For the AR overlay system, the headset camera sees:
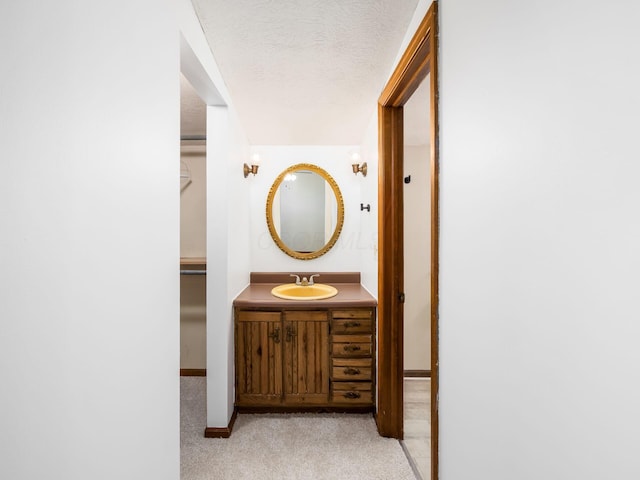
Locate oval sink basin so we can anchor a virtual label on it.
[271,283,338,300]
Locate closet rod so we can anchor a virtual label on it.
[180,270,207,275]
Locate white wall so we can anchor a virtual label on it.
[403,144,431,370]
[359,0,431,298]
[249,145,376,272]
[175,0,250,428]
[207,107,250,427]
[440,0,640,480]
[0,0,179,479]
[359,116,384,298]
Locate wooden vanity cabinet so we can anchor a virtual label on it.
[235,308,375,410]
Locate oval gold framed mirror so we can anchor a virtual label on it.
[267,163,344,260]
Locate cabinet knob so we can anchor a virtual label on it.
[344,345,360,352]
[267,327,280,343]
[287,325,298,342]
[343,367,360,375]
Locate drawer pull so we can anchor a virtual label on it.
[343,392,361,399]
[343,367,360,375]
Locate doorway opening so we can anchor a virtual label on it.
[180,74,207,376]
[376,2,439,480]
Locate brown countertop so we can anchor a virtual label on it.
[233,272,377,309]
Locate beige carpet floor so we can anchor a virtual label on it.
[180,377,415,480]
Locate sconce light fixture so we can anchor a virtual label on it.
[349,152,367,177]
[242,153,260,178]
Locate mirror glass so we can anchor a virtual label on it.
[267,163,344,260]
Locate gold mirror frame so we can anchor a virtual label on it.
[267,163,344,260]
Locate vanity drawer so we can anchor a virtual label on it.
[331,335,372,357]
[331,316,373,334]
[331,382,373,404]
[331,358,372,381]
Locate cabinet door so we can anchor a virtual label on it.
[283,311,329,405]
[235,311,282,406]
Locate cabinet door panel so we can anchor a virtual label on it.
[236,312,282,405]
[284,312,329,404]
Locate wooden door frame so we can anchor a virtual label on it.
[376,2,439,480]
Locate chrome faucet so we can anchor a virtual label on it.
[289,273,320,287]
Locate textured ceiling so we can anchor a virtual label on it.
[180,75,207,137]
[192,0,417,145]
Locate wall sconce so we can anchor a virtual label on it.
[242,153,260,178]
[350,153,367,177]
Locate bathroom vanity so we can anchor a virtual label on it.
[233,272,376,411]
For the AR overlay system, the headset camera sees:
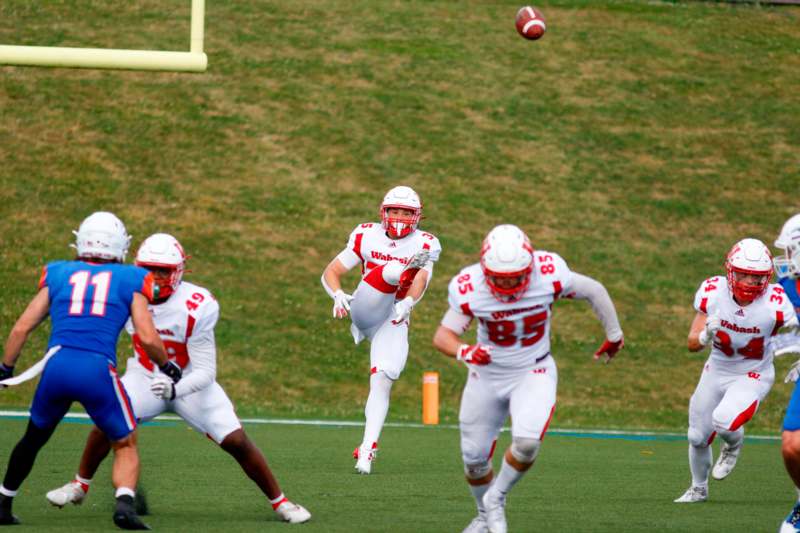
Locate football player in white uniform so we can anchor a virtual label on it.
[775,214,800,533]
[322,186,442,474]
[433,224,623,533]
[47,233,311,523]
[675,239,797,503]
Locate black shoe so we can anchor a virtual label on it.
[0,494,19,526]
[114,496,150,530]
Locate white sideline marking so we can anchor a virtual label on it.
[0,410,781,441]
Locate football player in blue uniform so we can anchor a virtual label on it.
[775,214,800,533]
[0,212,181,529]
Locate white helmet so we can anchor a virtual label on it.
[725,239,772,304]
[134,233,187,300]
[775,215,800,278]
[481,224,533,302]
[72,211,131,263]
[381,185,422,238]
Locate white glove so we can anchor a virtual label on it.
[392,296,416,324]
[333,289,353,318]
[456,344,492,365]
[150,375,175,400]
[697,315,722,346]
[783,359,800,383]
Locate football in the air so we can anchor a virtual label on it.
[517,6,547,41]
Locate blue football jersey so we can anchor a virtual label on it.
[39,261,154,366]
[778,278,800,309]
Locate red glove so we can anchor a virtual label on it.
[456,344,492,365]
[594,339,625,363]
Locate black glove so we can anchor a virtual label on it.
[0,363,14,381]
[158,361,183,383]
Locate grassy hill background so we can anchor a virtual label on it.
[0,0,800,433]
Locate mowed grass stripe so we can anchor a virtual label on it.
[0,420,795,533]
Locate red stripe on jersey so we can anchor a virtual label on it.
[141,272,158,302]
[186,315,197,341]
[553,281,563,300]
[728,400,758,431]
[772,311,783,335]
[353,233,364,263]
[39,265,47,290]
[364,265,397,294]
[539,404,556,440]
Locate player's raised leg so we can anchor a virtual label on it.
[458,373,508,533]
[353,314,408,474]
[483,364,558,533]
[0,420,58,526]
[675,363,724,503]
[220,429,311,524]
[712,368,775,480]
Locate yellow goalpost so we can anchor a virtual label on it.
[0,0,208,72]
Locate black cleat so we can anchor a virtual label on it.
[0,494,19,526]
[114,496,150,530]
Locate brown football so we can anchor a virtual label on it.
[517,6,547,41]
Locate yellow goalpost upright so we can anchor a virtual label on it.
[0,0,208,72]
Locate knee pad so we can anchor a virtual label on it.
[511,437,542,464]
[686,427,709,448]
[464,461,492,479]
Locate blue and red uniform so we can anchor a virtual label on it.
[778,278,800,431]
[31,261,154,441]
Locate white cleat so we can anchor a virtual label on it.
[675,487,708,503]
[778,502,800,533]
[461,514,489,533]
[275,500,311,524]
[47,481,86,508]
[483,489,508,533]
[711,443,742,479]
[353,442,378,475]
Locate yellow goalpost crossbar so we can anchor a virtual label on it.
[0,0,208,72]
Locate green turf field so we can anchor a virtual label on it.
[0,419,793,533]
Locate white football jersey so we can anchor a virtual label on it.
[694,276,795,371]
[125,281,219,374]
[338,222,442,299]
[448,250,572,370]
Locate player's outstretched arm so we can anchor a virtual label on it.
[687,313,721,352]
[131,292,168,368]
[320,254,353,318]
[0,286,50,377]
[572,272,625,363]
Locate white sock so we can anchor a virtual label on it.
[717,427,744,448]
[469,481,492,514]
[114,487,136,498]
[362,372,394,447]
[689,444,713,488]
[492,456,525,499]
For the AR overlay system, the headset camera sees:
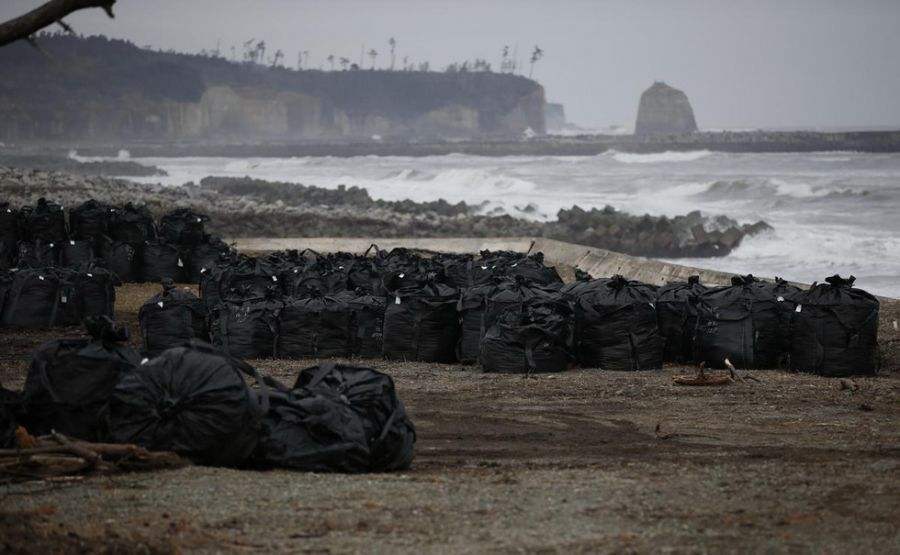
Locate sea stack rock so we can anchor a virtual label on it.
[634,81,697,136]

★ ★ ★ ★

§ YOUR GOAL
Please extract every line of the listing above word for word, leaving out the pictures.

§ RESULT
For the AR overlay system, the headset camera sees:
Locate oval sink basin so we can anchor a virtual label on it.
[271,283,338,300]
Locate closet rod so we can anchor a virtual label on it.
[180,270,207,275]
Locate white wall so we can anchor a virtual label on it.
[403,144,431,370]
[359,0,431,298]
[249,145,376,272]
[175,0,250,428]
[207,107,250,427]
[440,0,640,480]
[0,0,179,479]
[359,116,384,298]
Locate wooden vanity cabinet so we can anchor a virtual label on it.
[235,308,375,410]
Locate oval gold framed mirror so we can anchor a virtual label on it.
[267,163,344,260]
Locate cabinet knob so we can anchor a virtual label on it.
[344,345,360,352]
[267,327,280,343]
[287,325,298,342]
[343,367,360,375]
Locate drawer pull so we can anchor a virtual label on it.
[343,392,361,399]
[343,367,360,375]
Locate doorway opening so we can anchor a virtual label on it.
[180,74,207,376]
[376,2,439,480]
Locate brown countertop so we can anchor a virtual label on it.
[233,272,377,309]
Locate beige carpet floor so we can anchor a virtual label on it.
[180,377,415,480]
Locate sconce light fixture so we can anchor a virtual label on it.
[349,152,367,177]
[242,153,260,178]
Locate mirror glass so we can anchor a virtual label on it.
[267,163,344,260]
Locate gold mirror frame so we can anchor a virtual label on it.
[267,163,344,260]
Locate vanity drawer so we can anchor a virtual label on it.
[331,335,372,357]
[331,316,373,334]
[331,382,373,404]
[331,358,372,381]
Locate cabinet door so we can anchor a virtual label on it.
[283,311,329,405]
[235,311,282,406]
Locate cabinet door panel so we can anchor a virtual label on it.
[236,312,282,405]
[284,312,329,404]
Locate wooden door frame so we can anchor a virtual label on it.
[376,2,439,480]
Locate chrome faucet so we can anchor a virtual label on it.
[289,273,320,287]
Locate textured ceiling so we can anchor a virtual label on it.
[180,75,207,137]
[192,0,417,145]
Locate wall sconce so we can anchor a virtual label on it.
[242,153,260,178]
[350,153,367,177]
Locate bathroom vanity so we can anchor a virtual label on it.
[233,272,376,411]
For the AR overlay system, the headset camera sees:
Locate football player in white uniform so we can anchor a virtual label on it.
[775,214,800,533]
[322,186,442,474]
[433,224,623,533]
[47,233,311,523]
[675,239,797,503]
Locate black shoe so we can anchor a virtual label on it.
[0,494,19,526]
[114,496,150,530]
Locate white sideline marking so we can anchor a virtual label on it.
[0,410,781,441]
Locate football player in blue uniform so we can anchor a virtual label on it.
[775,214,800,533]
[0,212,181,529]
Locate white helmet so we can anchor a virtual label on it.
[725,239,772,304]
[134,233,187,300]
[775,215,800,278]
[481,224,533,302]
[72,211,131,263]
[381,185,422,238]
Locate white glove so we can anchor a virtual label on it.
[392,296,416,324]
[333,289,353,318]
[456,344,492,365]
[150,375,175,400]
[697,315,722,346]
[783,359,800,383]
Locate football in the air so we can anchor a virtual label on it.
[517,6,547,41]
Locate blue football jersey so we can anchor a virtual label on it.
[39,261,154,366]
[778,278,800,309]
Locate red glove so we can anchor a virtual label on it.
[456,344,492,365]
[594,339,625,363]
Locate black glove so we can anchor a virtual label on it.
[0,363,14,381]
[158,361,183,383]
Locate grassy hill background so we can anchor a virtual label on it.
[0,0,800,433]
Locate mowed grass stripe so we can anchor a virtual label on it.
[0,420,795,533]
Locate red stripe on jersey so we can anchor a virtual label on it.
[141,272,158,302]
[186,315,197,341]
[553,281,563,300]
[728,400,758,431]
[772,311,783,335]
[353,233,364,263]
[39,265,47,290]
[364,265,397,294]
[539,404,556,440]
Locate player's raised leg so we can anchor a virtual label on it.
[458,373,508,533]
[353,314,408,474]
[483,364,558,533]
[0,420,58,526]
[675,363,724,503]
[220,429,311,524]
[712,368,775,480]
Locate yellow goalpost so we can anchor a virtual label on it.
[0,0,208,72]
Locate black cleat so we can anchor a virtual label on it.
[0,494,19,526]
[114,496,150,530]
Locate brown football so we can anchor a virtual label on it.
[517,6,547,41]
Locate yellow goalpost upright so we can anchor a virtual label on it.
[0,0,208,72]
Locate knee pad so we can anchor a virtual label on it.
[511,437,542,464]
[686,427,709,448]
[464,461,492,479]
Locate blue and red uniform so we can anchor a virtual label on it.
[778,278,800,431]
[31,261,154,441]
Locate white cleat so we can anchor a virtual label on it.
[675,487,708,503]
[778,502,800,533]
[461,514,489,533]
[275,500,311,524]
[47,481,86,508]
[483,489,508,533]
[711,443,742,479]
[353,442,378,475]
Locate yellow goalpost crossbar so we can anchor a virtual label on it.
[0,0,208,72]
Locate green turf field so we can anchor a virtual label on it.
[0,419,793,533]
Locate white football jersey so we can anchor a virtual label on it.
[694,276,795,371]
[125,281,219,374]
[338,222,442,299]
[448,250,572,370]
Locate player's outstretched arm so we can anchor a virtual label on it.
[687,313,721,352]
[131,292,168,368]
[320,254,353,318]
[0,286,50,377]
[572,272,625,363]
Locate white sock so we can anchor a virtual label on it.
[717,427,744,448]
[469,481,492,514]
[114,487,136,498]
[362,372,394,447]
[689,444,713,488]
[492,456,525,499]
For the AR overlay system, the headset camera sees:
Locate sea stack rock so we can anchor a virtual label on it.
[634,81,697,136]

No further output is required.